- EXCERPTED PASSAGE -
● ● ●
We go to Disneyland several times a year. There aren’t many destinations that can fully stimulate and entertain a brood as large as ours. It really is a magical place. Cast members treat you like royalty and go out of their way to make your experience special. Where else can you rub shoulders with Captain America and Darth Vader and escape bloodthirsty pirates and yetis, all without ever straying more than fifteen feet from a churros cart?
What is your dream travel destination that you’ve never been to? Why?
It’s all about the adventure! Imagine exploring the newly discovered Mayan ruins in the jungles outside of Mexico City or hiking through the Tibetan Himalayas. Recreating Darwin’s passage through the Galapagos Islands or following the historical footsteps of primitive man through Africa. There are so many amazing places I want to go and once I get these kids through college, that’s exactly what I’m going to do!
If you could have dinner with any one person, dead or alive, who would it be and what would you talk about?
My dad. We lost him to cancer nearly a decade ago. I’d love the opportunity to sit down with him and tell him about all of the things his grandchildren are doing, about all of the little things I wish he could be here to experience. Introduce him to my two youngest, who he didn’t get to meet. We could talk football and Star Wars and I could thank him for everything he taught me that’s made me who I am today.
What do you find most rewarding about writing?
Everything! I get to live in a fictional world eight hours a day. I get to interact with my readers and fellow writers. I get to turn loose the voices in my head and keep myself sane. And, thanks to my loyal readers, I have the luxury of being able to spend more time at home with my family, so I don’t miss as many of the important events.
What is one thing that would surprise your fans about you or your writing process?
I write all of my manuscripts by hand. The words just seem to flow so much better that way. Typing the pages after the fact allows me to polish the prose and perform edits while the scenes are still fresh in my mind. It obviously takes longer, but my work is so much better for it.
What advice would you give to new or aspiring authors who look up to you?
I know it’s hard, but wait until you’ve mastered the craft before publishing. The siren call of self-publishing can be very seductive. The money! The fame! It’s all for naught if you’re not ready. Take your time. Study. Read. Learn. A good book will always reach its desired audience, while one that’s not ready will alienate you from it.
What can we expect next from you, and where can readers go to hear the latest news?
● ● ●
- SUPPLIED DATA -
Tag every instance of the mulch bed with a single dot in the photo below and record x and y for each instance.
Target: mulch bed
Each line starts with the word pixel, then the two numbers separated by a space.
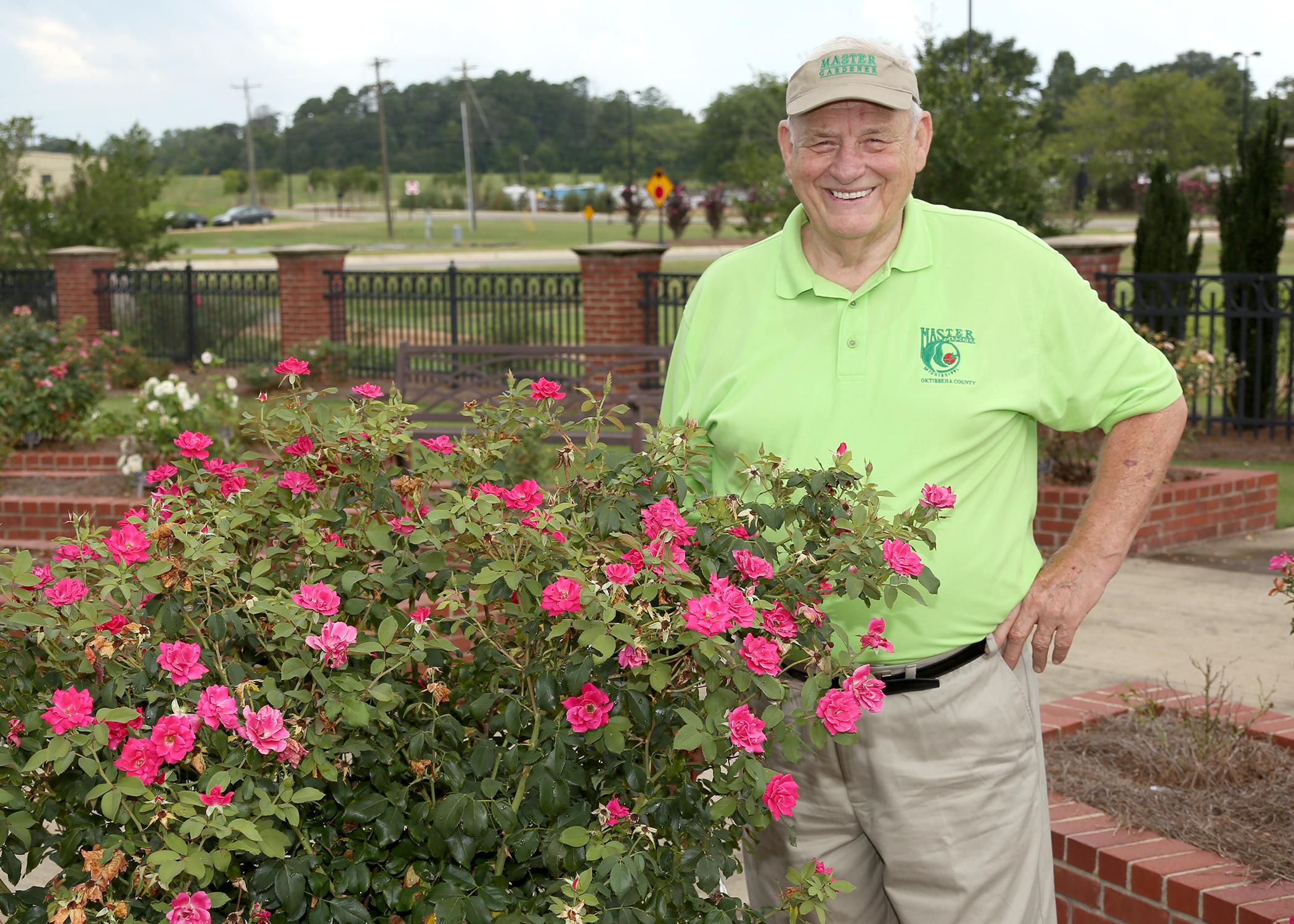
● ● ●
- EXERCISE A -
In the author interview, how does the author write all manuscripts?
- EXERCISE B -
Which places does the author interview name in the answer about dream travel destinations?

- TASK RESULT A -
By hand.

- TASK RESULT B -
- The newly discovered Mayan ruins in the jungles outside of Mexico City
- The Tibetan Himalayas
- The Galapagos Islands
- Africa